• [What is being asked]
Transcribe the Mapuche land text below from "This comment argues" to "and human rights.", keeping every word and punctuation mark unchanged.

• [Text]
The Mapuche of South America have long struggled to maintain control over their ancestral lands, territory that now falls under the sovereign domain of Argentina and Chile. Since Chilean independence in the 19th century, the relationship between the Mapuche and the Chilean government has ranged between full-blown conflict and various forms of compromise and accommodation. However, over the past few decades, the Chilean government's economic interests in Mapuche lands have grown significantly and the government has seized control of significant portions of the lands. The Mapuche have consistently resisted the government's encroachment on their lands and have protested through both violent and non-violent means. Faced with mounting pressure from government and business interests to quell Mapuche opposition, the Chilean government recently turned to an archaic terrorism statute left over from the Pinochet regime. By prosecuting Mapuche defendants under the terrorism statute, the government was able to bypass procedural protections afforded to non-Mapuche defendants accused of similar conduct under the ordinary criminal code.

This comment argues that the Chilean government's misuse of the terrorism statute exemplifies the need for discrete consideration of indigenous and minority group treatment when analyzing whether a country conforms to rule of law principles. Minority and indigenous groups are most vulnerable to breakdowns in the rule of law, a reality that is only amplified by the current geopolitical climate of counterterrorism. Therefore, the comment argues that rule of law analyses, by considering the particular vulnerability of indigenous and minority populations, can play a pivotal role in striking the proper balance between counterterrorism and human rights.

• [Supplied information]
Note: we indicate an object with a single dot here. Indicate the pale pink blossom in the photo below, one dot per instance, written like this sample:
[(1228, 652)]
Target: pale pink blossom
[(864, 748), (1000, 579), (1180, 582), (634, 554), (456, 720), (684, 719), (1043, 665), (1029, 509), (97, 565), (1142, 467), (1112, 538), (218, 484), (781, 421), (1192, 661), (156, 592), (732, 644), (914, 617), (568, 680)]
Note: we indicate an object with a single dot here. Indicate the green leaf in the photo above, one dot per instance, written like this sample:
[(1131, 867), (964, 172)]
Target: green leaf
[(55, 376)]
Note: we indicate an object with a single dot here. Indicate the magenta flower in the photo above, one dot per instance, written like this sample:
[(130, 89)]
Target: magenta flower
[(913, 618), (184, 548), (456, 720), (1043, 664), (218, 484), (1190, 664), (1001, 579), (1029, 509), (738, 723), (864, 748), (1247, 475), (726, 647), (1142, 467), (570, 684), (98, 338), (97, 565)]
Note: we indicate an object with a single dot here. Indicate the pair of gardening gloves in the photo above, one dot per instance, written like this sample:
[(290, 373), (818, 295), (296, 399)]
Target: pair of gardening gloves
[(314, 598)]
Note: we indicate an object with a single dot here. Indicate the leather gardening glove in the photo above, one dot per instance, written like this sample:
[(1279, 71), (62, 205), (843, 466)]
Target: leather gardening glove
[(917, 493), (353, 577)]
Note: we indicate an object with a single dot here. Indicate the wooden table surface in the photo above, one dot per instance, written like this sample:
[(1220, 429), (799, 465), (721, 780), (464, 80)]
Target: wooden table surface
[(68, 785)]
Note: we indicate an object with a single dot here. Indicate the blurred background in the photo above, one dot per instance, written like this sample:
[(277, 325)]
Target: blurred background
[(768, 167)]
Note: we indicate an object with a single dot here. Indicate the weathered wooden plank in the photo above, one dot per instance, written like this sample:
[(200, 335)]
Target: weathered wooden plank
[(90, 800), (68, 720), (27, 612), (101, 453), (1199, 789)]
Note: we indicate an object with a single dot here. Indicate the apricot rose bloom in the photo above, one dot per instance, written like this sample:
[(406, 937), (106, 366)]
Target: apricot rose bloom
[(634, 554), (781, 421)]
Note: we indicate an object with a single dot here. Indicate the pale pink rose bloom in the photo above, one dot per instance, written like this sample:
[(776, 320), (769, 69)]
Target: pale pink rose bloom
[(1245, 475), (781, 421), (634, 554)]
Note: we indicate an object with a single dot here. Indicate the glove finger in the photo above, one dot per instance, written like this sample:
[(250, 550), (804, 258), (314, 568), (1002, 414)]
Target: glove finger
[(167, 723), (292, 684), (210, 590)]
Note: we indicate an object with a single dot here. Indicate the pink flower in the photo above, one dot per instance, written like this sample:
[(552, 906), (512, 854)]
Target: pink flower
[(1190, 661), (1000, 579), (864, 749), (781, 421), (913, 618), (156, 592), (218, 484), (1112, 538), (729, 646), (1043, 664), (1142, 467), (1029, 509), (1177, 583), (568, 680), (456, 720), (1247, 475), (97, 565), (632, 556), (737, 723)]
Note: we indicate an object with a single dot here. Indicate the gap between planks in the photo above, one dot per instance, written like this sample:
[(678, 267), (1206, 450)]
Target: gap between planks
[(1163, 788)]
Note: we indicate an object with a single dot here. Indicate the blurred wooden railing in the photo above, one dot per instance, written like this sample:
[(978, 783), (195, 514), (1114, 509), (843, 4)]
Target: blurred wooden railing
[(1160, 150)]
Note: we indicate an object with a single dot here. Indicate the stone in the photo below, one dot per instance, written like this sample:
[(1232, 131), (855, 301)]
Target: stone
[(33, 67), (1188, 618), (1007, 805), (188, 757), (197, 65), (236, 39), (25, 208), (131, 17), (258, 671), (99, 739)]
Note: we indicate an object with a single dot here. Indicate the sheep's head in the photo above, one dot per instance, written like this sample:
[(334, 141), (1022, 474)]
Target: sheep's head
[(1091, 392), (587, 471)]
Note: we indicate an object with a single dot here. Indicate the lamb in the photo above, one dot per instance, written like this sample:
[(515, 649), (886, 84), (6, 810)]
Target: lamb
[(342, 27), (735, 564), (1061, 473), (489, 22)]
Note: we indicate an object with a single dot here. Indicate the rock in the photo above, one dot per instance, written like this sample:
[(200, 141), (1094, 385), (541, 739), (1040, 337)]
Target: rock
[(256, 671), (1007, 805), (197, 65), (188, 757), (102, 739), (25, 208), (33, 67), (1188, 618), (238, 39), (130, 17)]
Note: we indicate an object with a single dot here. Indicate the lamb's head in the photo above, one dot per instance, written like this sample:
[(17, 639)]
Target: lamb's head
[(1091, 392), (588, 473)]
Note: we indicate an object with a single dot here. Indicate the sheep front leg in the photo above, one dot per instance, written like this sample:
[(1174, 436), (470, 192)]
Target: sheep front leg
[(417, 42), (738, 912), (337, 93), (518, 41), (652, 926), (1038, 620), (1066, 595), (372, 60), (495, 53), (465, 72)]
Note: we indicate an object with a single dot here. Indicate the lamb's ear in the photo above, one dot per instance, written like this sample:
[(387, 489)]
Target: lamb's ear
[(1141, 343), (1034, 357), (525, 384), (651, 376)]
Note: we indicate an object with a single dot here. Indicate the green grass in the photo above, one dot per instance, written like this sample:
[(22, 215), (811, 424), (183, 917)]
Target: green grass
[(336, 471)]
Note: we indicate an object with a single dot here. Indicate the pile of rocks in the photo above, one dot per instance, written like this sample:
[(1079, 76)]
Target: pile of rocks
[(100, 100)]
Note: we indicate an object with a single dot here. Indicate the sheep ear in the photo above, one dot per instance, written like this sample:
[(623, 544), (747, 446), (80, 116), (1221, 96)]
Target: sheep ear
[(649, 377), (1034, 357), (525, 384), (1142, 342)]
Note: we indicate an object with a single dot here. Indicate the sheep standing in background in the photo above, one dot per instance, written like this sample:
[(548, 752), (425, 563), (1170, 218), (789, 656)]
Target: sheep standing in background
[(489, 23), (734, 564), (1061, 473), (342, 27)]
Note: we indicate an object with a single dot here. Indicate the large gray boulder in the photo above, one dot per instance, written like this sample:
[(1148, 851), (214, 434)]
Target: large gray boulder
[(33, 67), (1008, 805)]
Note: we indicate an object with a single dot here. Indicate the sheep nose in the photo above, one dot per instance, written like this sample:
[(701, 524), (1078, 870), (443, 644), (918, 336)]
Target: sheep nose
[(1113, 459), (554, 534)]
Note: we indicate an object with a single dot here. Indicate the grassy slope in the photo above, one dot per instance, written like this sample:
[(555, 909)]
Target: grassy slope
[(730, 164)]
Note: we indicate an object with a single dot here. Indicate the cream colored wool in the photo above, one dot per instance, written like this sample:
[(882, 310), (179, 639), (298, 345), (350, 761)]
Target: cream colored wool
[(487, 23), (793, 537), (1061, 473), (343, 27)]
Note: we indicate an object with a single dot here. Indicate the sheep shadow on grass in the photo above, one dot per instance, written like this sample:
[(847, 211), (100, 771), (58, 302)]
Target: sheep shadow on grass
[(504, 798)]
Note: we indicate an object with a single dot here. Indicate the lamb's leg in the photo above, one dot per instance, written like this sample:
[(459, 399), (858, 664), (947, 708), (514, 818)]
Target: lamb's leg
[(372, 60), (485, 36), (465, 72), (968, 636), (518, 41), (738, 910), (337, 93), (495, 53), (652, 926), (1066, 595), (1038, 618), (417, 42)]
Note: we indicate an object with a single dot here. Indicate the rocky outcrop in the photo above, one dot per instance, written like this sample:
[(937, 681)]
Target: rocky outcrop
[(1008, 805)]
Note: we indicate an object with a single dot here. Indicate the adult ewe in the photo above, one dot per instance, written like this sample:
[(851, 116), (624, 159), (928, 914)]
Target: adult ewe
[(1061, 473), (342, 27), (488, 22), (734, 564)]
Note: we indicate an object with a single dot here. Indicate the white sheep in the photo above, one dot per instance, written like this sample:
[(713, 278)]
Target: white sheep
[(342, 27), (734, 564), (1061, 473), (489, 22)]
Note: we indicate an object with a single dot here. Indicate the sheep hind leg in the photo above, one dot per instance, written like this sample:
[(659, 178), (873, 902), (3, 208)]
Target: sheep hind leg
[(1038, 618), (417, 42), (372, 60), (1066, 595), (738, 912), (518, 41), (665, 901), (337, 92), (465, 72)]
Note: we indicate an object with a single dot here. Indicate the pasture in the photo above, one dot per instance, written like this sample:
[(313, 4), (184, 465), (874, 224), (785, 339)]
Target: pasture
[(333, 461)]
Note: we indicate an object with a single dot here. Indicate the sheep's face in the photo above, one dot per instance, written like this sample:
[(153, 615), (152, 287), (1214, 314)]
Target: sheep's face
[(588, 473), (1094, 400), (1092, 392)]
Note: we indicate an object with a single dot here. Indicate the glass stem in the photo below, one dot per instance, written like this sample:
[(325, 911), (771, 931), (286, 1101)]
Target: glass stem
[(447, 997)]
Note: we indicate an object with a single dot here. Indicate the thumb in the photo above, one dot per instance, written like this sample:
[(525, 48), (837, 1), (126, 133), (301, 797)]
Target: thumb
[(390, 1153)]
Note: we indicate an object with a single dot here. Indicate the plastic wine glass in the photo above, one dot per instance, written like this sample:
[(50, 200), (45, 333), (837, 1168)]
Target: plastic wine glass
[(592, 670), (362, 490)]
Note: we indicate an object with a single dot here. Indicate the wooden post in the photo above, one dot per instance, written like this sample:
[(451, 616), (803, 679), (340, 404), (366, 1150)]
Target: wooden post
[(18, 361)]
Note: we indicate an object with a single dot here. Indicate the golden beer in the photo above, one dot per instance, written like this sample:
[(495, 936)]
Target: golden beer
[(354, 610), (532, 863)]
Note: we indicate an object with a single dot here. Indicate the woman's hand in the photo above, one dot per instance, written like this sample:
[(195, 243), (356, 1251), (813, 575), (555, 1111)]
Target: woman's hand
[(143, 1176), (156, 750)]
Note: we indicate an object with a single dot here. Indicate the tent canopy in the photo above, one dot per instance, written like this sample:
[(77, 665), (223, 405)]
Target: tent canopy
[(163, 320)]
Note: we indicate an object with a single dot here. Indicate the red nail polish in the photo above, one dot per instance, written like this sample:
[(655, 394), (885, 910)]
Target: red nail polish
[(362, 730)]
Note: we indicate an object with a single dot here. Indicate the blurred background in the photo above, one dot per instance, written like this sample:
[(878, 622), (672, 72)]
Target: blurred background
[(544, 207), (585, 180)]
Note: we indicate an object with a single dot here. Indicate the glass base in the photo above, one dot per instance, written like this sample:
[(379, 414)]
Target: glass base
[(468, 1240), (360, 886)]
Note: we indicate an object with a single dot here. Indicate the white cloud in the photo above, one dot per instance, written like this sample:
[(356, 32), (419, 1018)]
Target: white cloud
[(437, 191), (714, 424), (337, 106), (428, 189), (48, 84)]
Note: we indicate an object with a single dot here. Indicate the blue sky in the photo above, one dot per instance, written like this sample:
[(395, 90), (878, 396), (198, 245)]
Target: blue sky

• [Full output]
This comment argues that the Chilean government's misuse of the terrorism statute exemplifies the need for discrete consideration of indigenous and minority group treatment when analyzing whether a country conforms to rule of law principles. Minority and indigenous groups are most vulnerable to breakdowns in the rule of law, a reality that is only amplified by the current geopolitical climate of counterterrorism. Therefore, the comment argues that rule of law analyses, by considering the particular vulnerability of indigenous and minority populations, can play a pivotal role in striking the proper balance between counterterrorism and human rights.